___ Supplied passage ___

Saturday 6 May 2006, by Webmaster

Blink and you might miss the women in the summer movie lineup. But indie movies save the day, along with some tough-girl roles.

This just in: There are still women working in Hollywood, and many of them, we have it on good authority, are actresses. You just wouldn’t be able to prove it by this summer’s movie lineup. With the romantic comedy teetering on endangered-species status, popcorn roles for women are becoming few and far between. For some reason, screenwriters and studio executives still seem to think that women are less capable then their male counterparts when it comes to blowing things up, masterminding heists, saving the world and generally doing the blockbuster-y things movies do during the summer.

This after seven successful seasons of "Buffy: The Vampire Slayer" and the entire oeuvre of Angelina Jolie.

Fortunately, not every blockbuster out there is a remake of a male-dominated cop show. The X-Men have always included a few pretty groovy X-Women - including Halle Berry, Anna Paquin and newcomer Ellen Page. Mucho macho "Mission: Impossible III" managed to include a stunt-requisite role for Keri Russell. And what would Superman be without Lois Lane, played in "Superman Returns" by Kate Bosworth.

If you peer among the tent-pole flicks, there are, of course, the smaller summer standards, some of which actually star women.

___

* Exercise: Return the article on women in summer movies word for word from "Saturday 6 May" to "during the summer.". The material that follows is separate from the article on women in the summer movie lineup.

___ Records ___

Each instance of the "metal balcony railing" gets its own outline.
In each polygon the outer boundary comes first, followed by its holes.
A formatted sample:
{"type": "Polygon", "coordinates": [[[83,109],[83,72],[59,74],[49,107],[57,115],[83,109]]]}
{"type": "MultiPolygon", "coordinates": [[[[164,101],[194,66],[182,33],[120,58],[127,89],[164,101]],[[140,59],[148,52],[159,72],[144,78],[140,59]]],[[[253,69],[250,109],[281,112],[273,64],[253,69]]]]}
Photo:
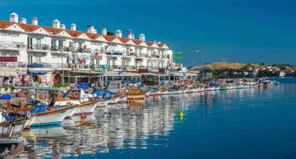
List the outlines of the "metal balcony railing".
{"type": "Polygon", "coordinates": [[[73,52],[80,52],[82,53],[91,53],[91,51],[89,48],[74,48],[72,51],[73,52]]]}
{"type": "Polygon", "coordinates": [[[72,64],[68,63],[62,64],[61,63],[34,62],[34,63],[28,63],[27,64],[27,67],[29,68],[52,68],[54,69],[63,67],[65,68],[70,69],[72,67],[72,64]]]}
{"type": "Polygon", "coordinates": [[[0,41],[0,48],[24,49],[26,45],[24,43],[0,41]]]}
{"type": "Polygon", "coordinates": [[[105,50],[101,50],[99,49],[91,49],[91,55],[99,55],[100,54],[106,54],[107,52],[107,51],[105,50]],[[98,54],[97,55],[96,54],[98,54]]]}
{"type": "Polygon", "coordinates": [[[51,51],[62,51],[66,52],[70,52],[72,51],[72,48],[68,46],[52,46],[51,51]]]}
{"type": "Polygon", "coordinates": [[[36,44],[28,45],[27,48],[30,50],[50,50],[50,47],[48,45],[44,44],[36,44]]]}

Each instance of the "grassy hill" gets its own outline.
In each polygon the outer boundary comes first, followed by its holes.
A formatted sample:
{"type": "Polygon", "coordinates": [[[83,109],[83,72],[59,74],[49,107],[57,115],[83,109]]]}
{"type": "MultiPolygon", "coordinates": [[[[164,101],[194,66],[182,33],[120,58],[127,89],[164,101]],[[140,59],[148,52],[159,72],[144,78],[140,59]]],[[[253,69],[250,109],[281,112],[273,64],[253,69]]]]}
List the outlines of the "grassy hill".
{"type": "MultiPolygon", "coordinates": [[[[244,67],[246,65],[248,65],[248,64],[243,64],[233,62],[215,62],[210,64],[207,64],[205,65],[206,66],[210,66],[211,69],[212,70],[219,69],[239,69],[244,67]]],[[[258,67],[259,65],[255,64],[251,64],[251,66],[252,66],[255,67],[258,67]]],[[[195,68],[198,69],[203,69],[204,68],[204,65],[200,65],[188,69],[189,71],[192,71],[195,68]]]]}

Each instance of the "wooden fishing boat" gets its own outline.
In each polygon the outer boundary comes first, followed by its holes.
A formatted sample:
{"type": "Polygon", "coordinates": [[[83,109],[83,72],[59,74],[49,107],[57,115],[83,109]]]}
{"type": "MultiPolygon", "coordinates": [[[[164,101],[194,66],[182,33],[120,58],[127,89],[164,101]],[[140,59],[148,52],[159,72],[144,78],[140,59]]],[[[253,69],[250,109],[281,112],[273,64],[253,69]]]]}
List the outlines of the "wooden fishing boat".
{"type": "Polygon", "coordinates": [[[133,99],[133,98],[139,99],[144,99],[149,95],[150,90],[141,91],[140,90],[129,90],[130,93],[128,95],[127,99],[133,99]]]}
{"type": "Polygon", "coordinates": [[[98,102],[101,99],[99,98],[82,103],[76,108],[73,115],[79,115],[81,114],[92,114],[98,104],[98,102]]]}
{"type": "Polygon", "coordinates": [[[159,95],[159,93],[161,92],[161,90],[157,90],[150,92],[149,94],[149,96],[157,96],[159,95]]]}

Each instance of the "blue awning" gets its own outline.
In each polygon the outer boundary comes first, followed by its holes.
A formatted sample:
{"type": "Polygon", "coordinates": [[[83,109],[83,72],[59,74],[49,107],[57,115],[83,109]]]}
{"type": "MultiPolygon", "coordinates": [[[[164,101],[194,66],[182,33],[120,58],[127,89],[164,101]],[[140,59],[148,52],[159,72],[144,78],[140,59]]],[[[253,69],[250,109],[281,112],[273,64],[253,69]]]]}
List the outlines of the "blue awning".
{"type": "Polygon", "coordinates": [[[27,90],[58,90],[59,89],[55,87],[33,87],[31,86],[16,86],[16,89],[27,90]]]}
{"type": "Polygon", "coordinates": [[[143,80],[134,80],[122,81],[121,83],[141,83],[144,82],[143,80]]]}

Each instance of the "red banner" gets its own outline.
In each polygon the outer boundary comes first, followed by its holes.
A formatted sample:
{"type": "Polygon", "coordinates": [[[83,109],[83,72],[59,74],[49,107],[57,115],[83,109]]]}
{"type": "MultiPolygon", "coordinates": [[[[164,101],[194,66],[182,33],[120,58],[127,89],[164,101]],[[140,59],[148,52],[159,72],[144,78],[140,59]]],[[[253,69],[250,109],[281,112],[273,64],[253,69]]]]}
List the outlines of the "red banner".
{"type": "Polygon", "coordinates": [[[17,57],[16,56],[0,56],[0,62],[17,62],[17,57]]]}

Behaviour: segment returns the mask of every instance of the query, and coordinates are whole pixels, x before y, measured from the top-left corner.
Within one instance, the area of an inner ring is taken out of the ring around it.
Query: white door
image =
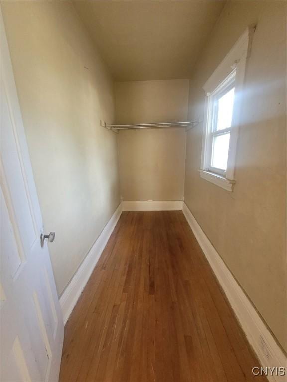
[[[0,379],[57,381],[63,319],[1,21]]]

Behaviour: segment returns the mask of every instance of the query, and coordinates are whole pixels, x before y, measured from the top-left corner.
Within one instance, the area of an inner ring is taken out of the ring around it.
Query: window
[[[243,79],[254,27],[247,28],[205,84],[200,176],[233,191]]]
[[[208,170],[225,176],[234,101],[236,70],[210,95],[210,140]]]

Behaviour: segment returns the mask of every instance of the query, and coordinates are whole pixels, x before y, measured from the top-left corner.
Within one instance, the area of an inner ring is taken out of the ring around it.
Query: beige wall
[[[118,123],[186,120],[188,80],[115,84]],[[122,130],[118,135],[124,200],[179,200],[183,196],[184,129]]]
[[[60,294],[119,203],[113,83],[71,2],[1,7]]]
[[[187,135],[185,200],[281,345],[286,349],[286,24],[277,1],[230,1],[191,80],[190,116],[203,119],[202,86],[250,24],[234,191],[201,179],[202,124]]]

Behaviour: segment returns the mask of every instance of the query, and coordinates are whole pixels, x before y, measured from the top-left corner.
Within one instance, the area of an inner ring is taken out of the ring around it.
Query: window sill
[[[215,173],[211,173],[210,171],[205,171],[204,170],[199,170],[199,171],[200,173],[200,177],[203,179],[211,182],[212,183],[227,190],[227,191],[232,192],[233,185],[235,183],[235,181],[227,179],[221,175]]]

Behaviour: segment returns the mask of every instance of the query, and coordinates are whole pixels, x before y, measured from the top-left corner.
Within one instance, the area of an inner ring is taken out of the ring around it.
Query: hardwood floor
[[[181,211],[123,212],[66,327],[60,381],[266,381]]]

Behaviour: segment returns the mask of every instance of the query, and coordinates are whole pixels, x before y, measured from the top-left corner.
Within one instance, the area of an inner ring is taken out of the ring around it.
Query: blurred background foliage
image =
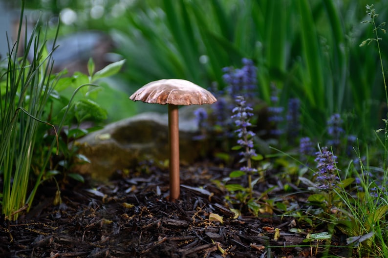
[[[18,7],[17,1],[3,1]],[[282,105],[290,98],[302,100],[305,135],[322,134],[334,113],[345,114],[351,133],[361,137],[379,128],[386,118],[377,47],[359,45],[373,37],[371,27],[360,23],[368,18],[366,5],[374,4],[378,24],[386,20],[387,0],[30,0],[26,4],[32,17],[40,15],[53,24],[61,14],[61,36],[103,32],[111,40],[109,52],[116,55],[111,58],[126,60],[122,72],[109,79],[113,81],[103,87],[106,94],[98,100],[108,110],[109,121],[160,109],[128,99],[152,80],[184,79],[221,89],[222,68],[240,67],[243,58],[257,65],[258,91],[264,100],[269,100],[274,82],[281,90]],[[380,37],[387,67],[387,36]],[[68,47],[59,48],[71,51]]]

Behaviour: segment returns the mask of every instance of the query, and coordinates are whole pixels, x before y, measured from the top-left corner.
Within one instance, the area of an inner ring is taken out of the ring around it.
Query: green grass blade
[[[313,14],[307,0],[298,1],[304,67],[303,87],[312,107],[323,107],[323,68]]]

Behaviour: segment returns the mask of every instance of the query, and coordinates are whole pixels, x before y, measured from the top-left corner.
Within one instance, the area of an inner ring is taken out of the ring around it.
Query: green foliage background
[[[336,112],[348,115],[346,123],[359,136],[377,129],[385,117],[375,46],[359,45],[372,33],[360,23],[366,19],[366,5],[374,4],[379,23],[386,20],[387,0],[104,1],[104,15],[96,19],[90,14],[94,1],[43,2],[29,4],[54,15],[65,8],[77,13],[77,23],[62,26],[62,34],[96,29],[112,37],[115,51],[127,60],[116,81],[127,94],[123,98],[161,78],[185,79],[205,88],[216,82],[222,88],[222,68],[239,66],[247,58],[257,64],[258,91],[264,100],[275,82],[282,105],[291,97],[302,100],[304,134],[322,133]],[[381,36],[386,64],[387,36]],[[130,107],[137,109],[133,113],[150,108]]]

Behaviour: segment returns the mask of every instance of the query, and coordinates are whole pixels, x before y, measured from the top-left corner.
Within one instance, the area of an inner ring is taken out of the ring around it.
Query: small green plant
[[[80,123],[90,118],[106,117],[106,111],[90,96],[85,96],[93,95],[89,87],[96,86],[93,84],[96,80],[116,73],[124,62],[111,64],[94,73],[91,61],[88,76],[79,73],[61,78],[64,73],[53,74],[52,55],[57,47],[59,26],[49,51],[47,31],[43,31],[39,22],[28,32],[29,40],[23,42],[22,38],[28,38],[26,29],[25,35],[22,33],[24,3],[22,1],[17,40],[13,45],[8,43],[7,58],[0,66],[0,175],[3,179],[1,212],[11,220],[31,208],[37,189],[43,180],[58,174],[56,167],[61,163],[53,164],[52,157],[60,154],[59,148],[61,154],[67,154],[68,159],[75,155],[69,152],[67,143],[69,138],[85,133],[78,129]],[[20,49],[23,50],[22,57],[18,56]],[[76,85],[76,88],[70,99],[59,93],[71,85]],[[84,92],[84,98],[75,99],[80,91]],[[71,116],[67,116],[68,114]],[[71,119],[74,119],[77,128],[73,129]],[[66,139],[59,138],[57,133],[62,132],[65,124],[68,125]],[[65,162],[62,165],[68,168]],[[31,170],[35,174],[34,180],[31,180]],[[79,175],[72,176],[82,179]]]
[[[317,245],[315,247],[315,252],[314,255],[317,256],[317,254],[318,253],[318,245],[320,242],[324,241],[325,240],[328,240],[331,238],[331,235],[329,234],[328,232],[320,232],[319,233],[308,233],[306,236],[306,238],[303,240],[303,242],[310,243],[310,254],[313,256],[313,247],[311,242],[314,241],[317,241]]]
[[[22,20],[22,6],[20,24],[23,24]],[[12,46],[8,43],[7,64],[2,67],[0,75],[0,174],[4,179],[2,212],[10,219],[17,218],[18,212],[27,208],[29,171],[35,144],[39,140],[37,132],[40,123],[50,124],[44,122],[43,118],[59,79],[51,73],[55,39],[47,52],[47,39],[37,24],[29,40],[23,42],[22,26],[19,27],[16,43]],[[26,39],[26,29],[25,33]],[[23,43],[23,54],[19,57],[17,51]],[[29,61],[31,53],[32,59]]]

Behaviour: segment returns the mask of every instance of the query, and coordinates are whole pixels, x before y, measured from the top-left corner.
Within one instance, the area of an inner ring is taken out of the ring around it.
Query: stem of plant
[[[178,106],[168,104],[170,147],[170,199],[179,198],[179,129]]]

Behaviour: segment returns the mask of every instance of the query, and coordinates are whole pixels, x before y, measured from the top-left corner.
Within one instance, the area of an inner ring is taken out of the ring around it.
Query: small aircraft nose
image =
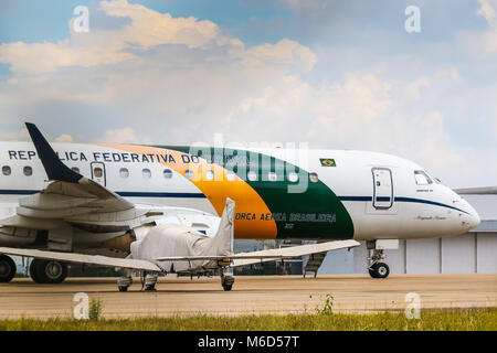
[[[465,223],[466,223],[466,226],[469,228],[468,231],[470,231],[470,229],[476,228],[479,225],[479,223],[480,223],[479,215],[478,215],[478,212],[476,212],[476,210],[473,208],[473,206],[467,201],[465,201],[465,200],[463,200],[463,201],[464,201],[464,210],[467,212],[467,215],[465,217],[466,218]]]

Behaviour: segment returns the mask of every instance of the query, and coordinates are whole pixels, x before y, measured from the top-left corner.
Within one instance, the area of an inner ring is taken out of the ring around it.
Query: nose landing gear
[[[7,255],[0,255],[0,284],[7,284],[15,276],[15,263]]]
[[[225,291],[231,290],[234,284],[233,272],[230,269],[221,268],[221,286]]]
[[[35,258],[30,265],[30,276],[36,284],[62,284],[67,277],[67,265]]]
[[[371,252],[371,249],[370,249]],[[369,275],[372,278],[387,278],[390,275],[390,268],[385,263],[381,263],[385,258],[383,249],[372,249],[369,259]]]

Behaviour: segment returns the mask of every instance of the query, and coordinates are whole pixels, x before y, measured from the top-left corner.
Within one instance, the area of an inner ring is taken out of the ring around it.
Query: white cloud
[[[107,130],[103,136],[97,137],[94,142],[101,143],[134,143],[146,145],[150,143],[150,139],[138,136],[131,128]]]
[[[12,71],[0,82],[3,124],[29,116],[57,140],[118,143],[212,142],[214,132],[223,132],[226,141],[400,154],[453,185],[469,185],[472,175],[489,179],[483,153],[451,133],[457,124],[475,129],[461,121],[474,121],[468,113],[476,106],[483,107],[478,122],[486,130],[495,126],[491,92],[478,97],[486,87],[473,89],[465,67],[433,68],[415,56],[373,65],[359,46],[349,57],[367,61],[367,69],[319,67],[326,66],[322,54],[318,61],[295,40],[247,45],[211,21],[172,18],[124,0],[99,6],[107,15],[129,20],[57,43],[0,46],[0,61]],[[406,62],[423,69],[406,73]],[[2,133],[2,139],[28,139]],[[473,169],[461,170],[462,164]]]

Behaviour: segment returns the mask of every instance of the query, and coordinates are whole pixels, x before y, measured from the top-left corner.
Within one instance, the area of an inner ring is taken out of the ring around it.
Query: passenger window
[[[214,172],[212,170],[208,170],[205,172],[205,180],[213,180],[214,179]]]
[[[120,178],[126,179],[129,176],[129,170],[127,168],[121,168],[119,170]]]
[[[246,176],[248,178],[250,181],[256,181],[257,180],[257,173],[254,172],[253,170],[251,170]]]
[[[296,181],[298,181],[298,174],[296,172],[290,172],[288,174],[288,180],[293,183],[295,183]]]
[[[187,170],[184,171],[184,176],[186,176],[188,180],[193,179],[193,172],[192,172],[191,170],[187,169]]]
[[[93,175],[95,178],[102,178],[102,176],[104,176],[104,171],[102,170],[102,168],[95,168],[93,170]]]
[[[150,169],[144,169],[144,170],[141,170],[141,176],[144,176],[145,179],[150,179],[150,178],[151,178],[151,171],[150,171]]]
[[[277,181],[278,180],[278,175],[276,175],[275,172],[267,173],[267,178],[269,179],[269,181]]]
[[[433,181],[430,179],[430,176],[422,170],[414,171],[414,179],[415,179],[417,185],[427,185],[427,184],[433,183]]]
[[[3,175],[10,175],[11,172],[12,172],[12,171],[10,170],[10,167],[9,167],[9,165],[3,165],[3,167],[2,167],[2,174],[3,174]]]
[[[166,179],[171,179],[171,178],[172,178],[172,170],[170,170],[170,169],[165,169],[165,170],[163,170],[163,178],[166,178]]]

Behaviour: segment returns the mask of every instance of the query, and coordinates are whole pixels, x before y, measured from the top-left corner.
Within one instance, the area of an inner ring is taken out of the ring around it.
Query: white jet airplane
[[[147,272],[220,270],[358,246],[385,278],[399,239],[464,234],[476,211],[402,158],[343,150],[0,142],[0,282],[8,255],[34,258],[35,282],[62,282],[67,264]],[[33,146],[34,145],[34,146]],[[85,175],[85,176],[84,176]],[[317,244],[233,254],[233,238]]]

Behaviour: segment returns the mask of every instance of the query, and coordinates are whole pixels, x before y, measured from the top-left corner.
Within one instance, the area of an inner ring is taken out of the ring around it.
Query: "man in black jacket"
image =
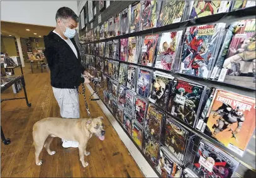
[[[79,118],[77,89],[82,83],[89,83],[89,77],[92,76],[82,67],[79,51],[74,40],[79,18],[71,9],[63,7],[57,11],[55,19],[56,28],[43,38],[51,85],[60,108],[61,116]],[[62,146],[77,148],[78,142],[63,140]]]

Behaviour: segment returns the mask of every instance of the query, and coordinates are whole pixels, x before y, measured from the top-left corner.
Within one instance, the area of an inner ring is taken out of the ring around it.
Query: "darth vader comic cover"
[[[194,126],[200,111],[204,86],[175,79],[167,111],[180,121]]]

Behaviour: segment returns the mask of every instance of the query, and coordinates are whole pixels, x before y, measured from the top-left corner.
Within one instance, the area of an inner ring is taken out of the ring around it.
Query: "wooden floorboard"
[[[46,117],[60,117],[60,109],[50,84],[50,74],[40,69],[31,74],[29,64],[23,68],[26,89],[31,108],[25,100],[4,101],[1,103],[1,122],[9,145],[1,143],[1,177],[143,177],[140,169],[129,154],[114,129],[96,102],[88,101],[92,117],[103,116],[106,139],[101,141],[92,136],[88,144],[91,155],[85,157],[89,166],[84,168],[79,160],[77,148],[64,148],[61,139],[55,138],[51,149],[56,154],[49,155],[43,150],[40,158],[43,165],[35,163],[32,128],[37,121]],[[15,74],[19,74],[19,69]],[[89,90],[86,92],[89,99]],[[23,91],[14,94],[11,88],[1,93],[1,98],[23,97]],[[81,116],[87,118],[82,96],[79,96]]]

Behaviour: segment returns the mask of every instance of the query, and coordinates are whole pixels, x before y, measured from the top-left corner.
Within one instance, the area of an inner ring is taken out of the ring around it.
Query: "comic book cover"
[[[131,6],[130,33],[140,31],[140,3]]]
[[[138,69],[136,92],[148,98],[150,92],[152,71],[146,69]]]
[[[181,177],[181,165],[172,156],[165,147],[159,149],[159,155],[155,166],[161,177]]]
[[[119,60],[119,40],[114,40],[114,54],[113,58]]]
[[[121,35],[129,33],[128,8],[126,8],[121,13]]]
[[[137,55],[136,55],[136,36],[128,38],[128,62],[131,63],[137,63]]]
[[[119,85],[118,91],[118,104],[120,104],[123,107],[125,108],[125,96],[127,88],[122,85]]]
[[[160,109],[149,104],[147,112],[145,128],[157,140],[161,137],[162,121],[164,118],[165,114],[160,111]]]
[[[214,145],[201,140],[190,168],[199,177],[233,177],[239,162]]]
[[[132,116],[126,112],[124,111],[123,126],[128,131],[130,136],[131,136],[131,125],[132,125]]]
[[[119,75],[119,62],[117,61],[113,61],[113,75],[112,78],[118,81],[118,75]]]
[[[182,30],[162,33],[155,67],[171,70],[177,57],[177,48],[181,40]]]
[[[157,26],[157,1],[142,1],[141,9],[141,30]]]
[[[152,66],[155,59],[155,51],[157,45],[159,35],[147,35],[145,37],[140,64]]]
[[[120,60],[127,62],[128,60],[128,38],[120,39]]]
[[[204,86],[175,79],[167,111],[175,118],[194,127],[200,111]]]
[[[164,144],[181,162],[185,158],[189,132],[168,116],[165,121]]]
[[[255,89],[255,18],[233,22],[220,53],[215,64],[218,67],[215,79]]]
[[[216,89],[202,131],[242,157],[255,128],[255,99]]]
[[[136,91],[136,69],[135,66],[129,65],[127,70],[126,87],[133,91]]]
[[[135,96],[135,119],[144,126],[148,101],[138,96]]]
[[[128,65],[124,64],[120,64],[119,69],[118,82],[120,84],[126,86],[127,81],[127,69]]]
[[[220,48],[220,31],[224,23],[204,25],[186,29],[181,56],[182,74],[208,79]]]
[[[155,139],[150,133],[144,130],[142,140],[142,152],[153,166],[157,164],[159,147],[160,143],[157,139]]]
[[[170,84],[174,77],[156,71],[153,73],[151,92],[148,101],[165,110]]]
[[[135,96],[135,93],[133,92],[131,90],[126,90],[125,94],[125,108],[126,109],[126,111],[128,113],[133,116],[134,109],[133,106],[134,104],[134,96]]]
[[[120,14],[117,13],[114,16],[114,36],[118,36],[121,34],[121,20]]]
[[[132,136],[133,140],[138,145],[138,147],[142,149],[142,136],[143,130],[139,123],[135,120],[133,120],[132,125]]]

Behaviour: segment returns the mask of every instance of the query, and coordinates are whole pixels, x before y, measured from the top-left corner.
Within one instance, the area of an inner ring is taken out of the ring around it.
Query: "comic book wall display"
[[[186,31],[180,72],[208,79],[223,38],[225,24],[188,27]]]
[[[160,140],[161,137],[162,121],[164,119],[165,114],[155,106],[148,104],[145,128],[157,140]]]
[[[142,149],[143,129],[142,126],[135,120],[133,120],[132,128],[133,140],[138,147]]]
[[[215,146],[201,140],[192,167],[199,177],[234,177],[239,162]]]
[[[131,6],[131,23],[130,26],[130,33],[138,31],[140,23],[140,3],[138,3]]]
[[[255,100],[216,89],[201,131],[242,156],[255,128]]]
[[[159,149],[159,156],[155,167],[162,177],[180,177],[182,169],[171,156],[165,147]]]
[[[157,1],[142,1],[141,7],[141,30],[157,26]],[[160,9],[159,9],[160,11]]]
[[[174,77],[159,71],[153,72],[152,86],[148,101],[165,110],[168,104],[170,87]]]
[[[135,120],[142,126],[144,126],[146,112],[148,107],[148,101],[136,96],[135,98]]]
[[[170,31],[162,33],[155,67],[167,70],[172,70],[176,58],[176,51],[180,44],[182,31]]]
[[[194,127],[200,111],[204,86],[175,79],[167,111],[171,116]]]
[[[142,141],[142,152],[153,166],[157,164],[160,143],[150,133],[144,130]]]
[[[152,66],[155,59],[155,51],[157,45],[159,35],[147,35],[145,37],[140,64]]]
[[[120,60],[128,60],[128,38],[120,39]]]
[[[128,65],[126,87],[133,91],[136,91],[136,72],[137,67],[136,66]]]

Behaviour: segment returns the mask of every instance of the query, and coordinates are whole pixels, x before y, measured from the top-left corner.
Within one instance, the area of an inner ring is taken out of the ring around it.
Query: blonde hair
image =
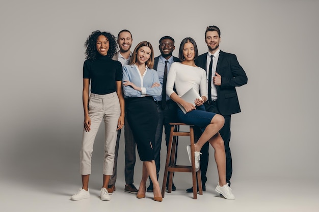
[[[147,46],[151,49],[151,55],[149,57],[149,59],[148,59],[148,60],[145,63],[145,64],[147,66],[148,68],[151,69],[154,66],[154,50],[153,50],[153,47],[152,47],[151,43],[147,41],[142,41],[136,46],[135,49],[134,49],[133,53],[132,54],[132,57],[130,58],[129,65],[134,64],[137,62],[136,54],[137,54],[139,49],[143,46]]]

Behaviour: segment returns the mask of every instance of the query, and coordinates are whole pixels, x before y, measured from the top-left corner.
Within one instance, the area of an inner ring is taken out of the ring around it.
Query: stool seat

___

* Answer section:
Saturday 6 May 2006, by Webmaster

Blink and you might miss the women in the summer movie lineup. But indie movies save the day, along with some tough-girl roles.

This just in: There are still women working in Hollywood, and many of them, we have it on good authority, are actresses. You just wouldn’t be able to prove it by this summer’s movie lineup. With the romantic comedy teetering on endangered-species status, popcorn roles for women are becoming few and far between. For some reason, screenwriters and studio executives still seem to think that women are less capable then their male counterparts when it comes to blowing things up, masterminding heists, saving the world and generally doing the blockbuster-y things movies do during the summer.